Exercise aim: Write out the data word for word, taking care that no picture is carried over.

Supplied material:
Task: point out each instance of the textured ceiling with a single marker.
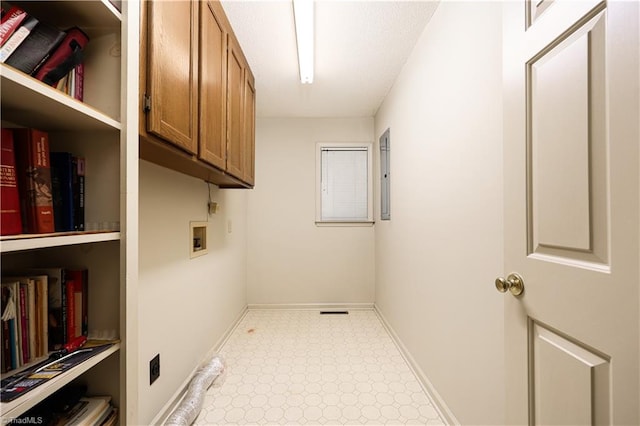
(361, 47)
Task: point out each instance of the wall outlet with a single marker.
(154, 369)
(213, 207)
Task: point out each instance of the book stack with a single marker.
(43, 51)
(42, 310)
(71, 406)
(42, 191)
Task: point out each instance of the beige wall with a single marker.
(185, 304)
(437, 258)
(290, 259)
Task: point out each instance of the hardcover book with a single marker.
(62, 191)
(66, 56)
(10, 219)
(31, 53)
(18, 37)
(34, 179)
(11, 20)
(79, 172)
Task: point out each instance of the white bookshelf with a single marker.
(39, 241)
(20, 405)
(97, 130)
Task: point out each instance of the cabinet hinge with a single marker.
(147, 103)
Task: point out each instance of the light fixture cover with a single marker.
(304, 23)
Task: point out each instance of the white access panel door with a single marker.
(571, 152)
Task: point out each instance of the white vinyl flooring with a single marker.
(298, 367)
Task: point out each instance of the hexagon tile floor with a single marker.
(298, 367)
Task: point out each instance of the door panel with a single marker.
(567, 154)
(173, 72)
(249, 127)
(235, 88)
(571, 151)
(213, 85)
(569, 382)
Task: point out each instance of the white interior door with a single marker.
(571, 211)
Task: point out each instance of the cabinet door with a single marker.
(235, 86)
(173, 72)
(249, 127)
(213, 85)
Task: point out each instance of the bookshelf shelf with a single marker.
(23, 242)
(96, 16)
(47, 107)
(94, 129)
(20, 405)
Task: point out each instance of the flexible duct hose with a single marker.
(191, 405)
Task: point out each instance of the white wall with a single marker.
(185, 304)
(290, 259)
(436, 260)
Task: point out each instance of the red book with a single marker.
(10, 220)
(10, 22)
(34, 180)
(79, 277)
(24, 325)
(71, 310)
(78, 93)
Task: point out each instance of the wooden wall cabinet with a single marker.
(198, 93)
(96, 129)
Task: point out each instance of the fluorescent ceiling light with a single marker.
(303, 18)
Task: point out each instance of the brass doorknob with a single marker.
(514, 283)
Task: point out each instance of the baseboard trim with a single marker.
(311, 306)
(173, 402)
(430, 390)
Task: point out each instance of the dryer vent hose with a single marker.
(190, 406)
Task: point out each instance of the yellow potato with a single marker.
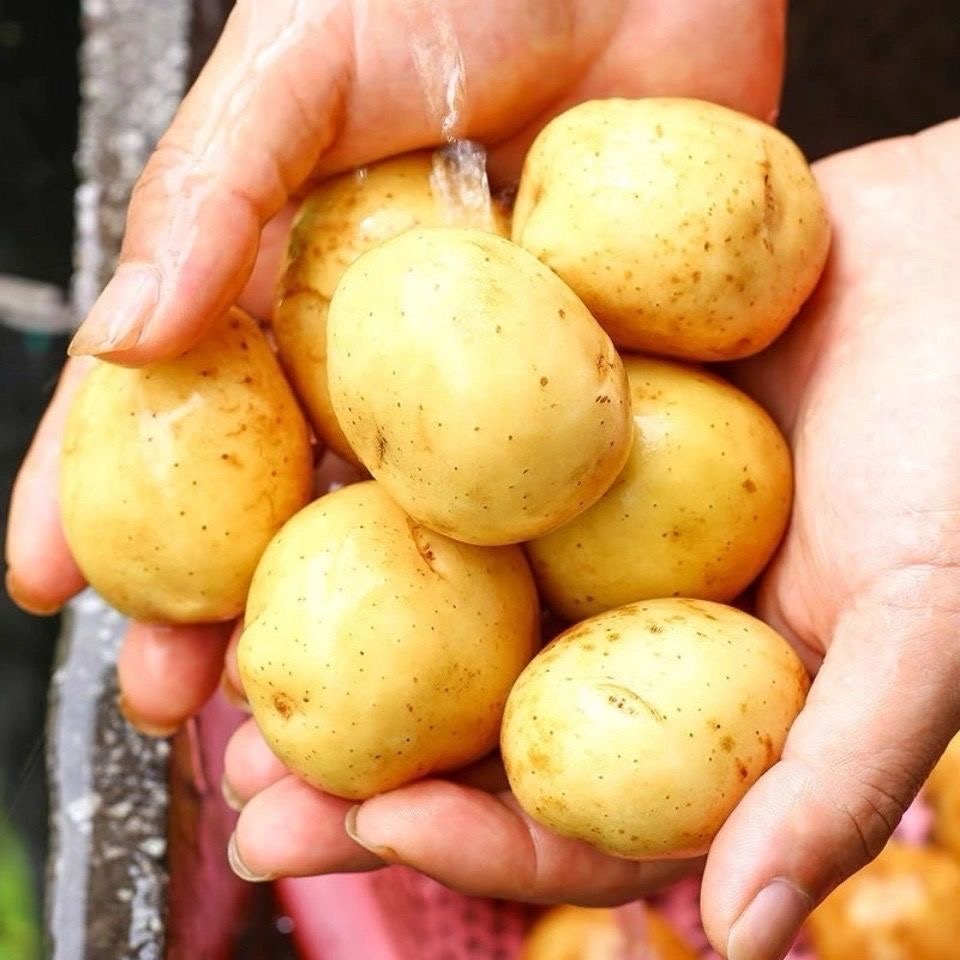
(584, 933)
(174, 477)
(903, 906)
(341, 219)
(640, 730)
(697, 512)
(475, 386)
(689, 229)
(376, 651)
(943, 792)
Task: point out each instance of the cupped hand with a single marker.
(866, 384)
(300, 89)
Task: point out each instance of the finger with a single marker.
(41, 573)
(882, 708)
(167, 674)
(292, 830)
(249, 766)
(287, 83)
(483, 845)
(725, 52)
(259, 293)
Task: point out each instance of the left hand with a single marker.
(297, 91)
(866, 385)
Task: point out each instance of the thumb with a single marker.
(883, 707)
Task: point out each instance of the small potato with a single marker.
(174, 477)
(943, 792)
(902, 906)
(697, 512)
(688, 229)
(475, 386)
(339, 220)
(376, 651)
(584, 933)
(640, 730)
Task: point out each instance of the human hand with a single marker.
(299, 90)
(866, 384)
(866, 586)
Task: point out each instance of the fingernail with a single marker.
(230, 797)
(239, 867)
(353, 832)
(16, 593)
(767, 928)
(145, 727)
(120, 314)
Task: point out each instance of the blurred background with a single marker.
(857, 71)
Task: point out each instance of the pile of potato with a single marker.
(536, 435)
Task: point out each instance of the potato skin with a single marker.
(376, 651)
(943, 792)
(339, 220)
(697, 512)
(640, 730)
(175, 476)
(902, 906)
(578, 933)
(688, 229)
(475, 386)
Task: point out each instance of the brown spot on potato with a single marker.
(283, 705)
(421, 541)
(380, 446)
(540, 761)
(628, 701)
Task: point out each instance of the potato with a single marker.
(584, 933)
(174, 477)
(688, 229)
(475, 386)
(338, 221)
(902, 906)
(639, 730)
(376, 651)
(697, 512)
(943, 792)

Exercise response:
Task: point out each instance of the textured ceiling with a single marker.
(361, 47)
Task: point out each instance of the wall outlet with a single marker.
(154, 369)
(213, 207)
Task: point out each instance of the book stack with a single marker.
(43, 51)
(42, 310)
(71, 406)
(42, 191)
Task: point out each instance of the beige wall with a single marker.
(185, 304)
(437, 258)
(290, 259)
Task: point out each instance of the hardcover book with a single marker.
(62, 191)
(66, 56)
(10, 219)
(31, 53)
(18, 37)
(34, 179)
(11, 20)
(79, 172)
Task: point out each instance of the white bookshelf with a single marker.
(39, 241)
(20, 405)
(97, 130)
Task: point out each instance of the cabinet hinge with a single marker.
(147, 103)
Task: point out each instance of the light fixture cover with a single marker.
(304, 23)
Task: point out each instance of the white access panel door with a single marker.
(571, 152)
Task: point out each instance of the white vinyl flooring with a single marker.
(298, 367)
Task: point out each instance of the hexagon tile floor with a single marker.
(298, 367)
Task: point out each instance of the door panel with a single marker.
(567, 154)
(173, 72)
(249, 127)
(235, 88)
(571, 151)
(213, 85)
(569, 382)
Task: point out each instance of the white interior door with a single marker.
(571, 211)
Task: point out each instance of the cabinet door with a single marker.
(235, 86)
(173, 72)
(249, 127)
(213, 85)
Task: point out each instance of the bookshelf shelf with a single marker.
(23, 242)
(96, 16)
(47, 107)
(94, 129)
(20, 405)
Task: point out each instance of the flexible duct hose with a single marker.
(191, 405)
Task: point out each instance of the white wall with a single marker.
(185, 304)
(290, 259)
(436, 260)
Task: point out each instance of the red book with a single marker.
(10, 220)
(10, 22)
(34, 180)
(79, 277)
(24, 325)
(71, 310)
(78, 93)
Task: point out each instance of the wooden wall cabinet with a single marker.
(198, 93)
(96, 129)
Task: point out each instance of the fluorescent ceiling light with a single marker.
(303, 18)
Task: point out each instance of the brass doorknob with a single marker.
(514, 283)
Task: point out each instance of the baseboard trim with a single marker.
(311, 306)
(173, 402)
(430, 390)
Task: point out each instance of the dryer vent hose with a single marker.
(190, 406)
Task: point out each instance of the yellow potato with a single marker.
(584, 933)
(174, 477)
(903, 906)
(341, 219)
(640, 730)
(697, 512)
(475, 386)
(689, 229)
(376, 651)
(943, 792)
Task: point out each instance of the cupped hand with a single marker.
(866, 384)
(300, 89)
Task: point out each instance of the finger with a single marker.
(41, 573)
(882, 708)
(167, 674)
(292, 830)
(249, 766)
(287, 83)
(483, 845)
(725, 52)
(259, 293)
Task: point out each instance of the left hand with a single marker.
(297, 91)
(866, 385)
Task: point out each instance of the thumb with a single marker.
(883, 707)
Task: point out each instance of the small potato with a single marker.
(174, 477)
(943, 792)
(902, 906)
(697, 512)
(688, 229)
(475, 386)
(339, 220)
(376, 651)
(584, 933)
(640, 730)
Task: point out each instance of the human hand with a single marker.
(299, 90)
(866, 384)
(866, 586)
Task: point out each instance of the fingernail with a single marker.
(230, 797)
(239, 867)
(353, 832)
(16, 593)
(767, 928)
(145, 727)
(120, 314)
Task: point out each instance of the blurred background with a single marker.
(857, 71)
Task: point out each instance of the pile of potato with a single marker.
(536, 435)
Task: point out each instance of the potato skin with a single marker.
(376, 651)
(943, 792)
(339, 220)
(697, 512)
(640, 730)
(175, 476)
(902, 906)
(578, 933)
(688, 229)
(475, 386)
Task: point out each instance of the brown spot on potato with a single marker.
(283, 705)
(421, 541)
(380, 446)
(540, 761)
(628, 701)
Task: point out each instance of the potato with a single marker.
(584, 933)
(174, 477)
(688, 229)
(475, 386)
(338, 221)
(902, 906)
(639, 730)
(376, 651)
(697, 512)
(943, 792)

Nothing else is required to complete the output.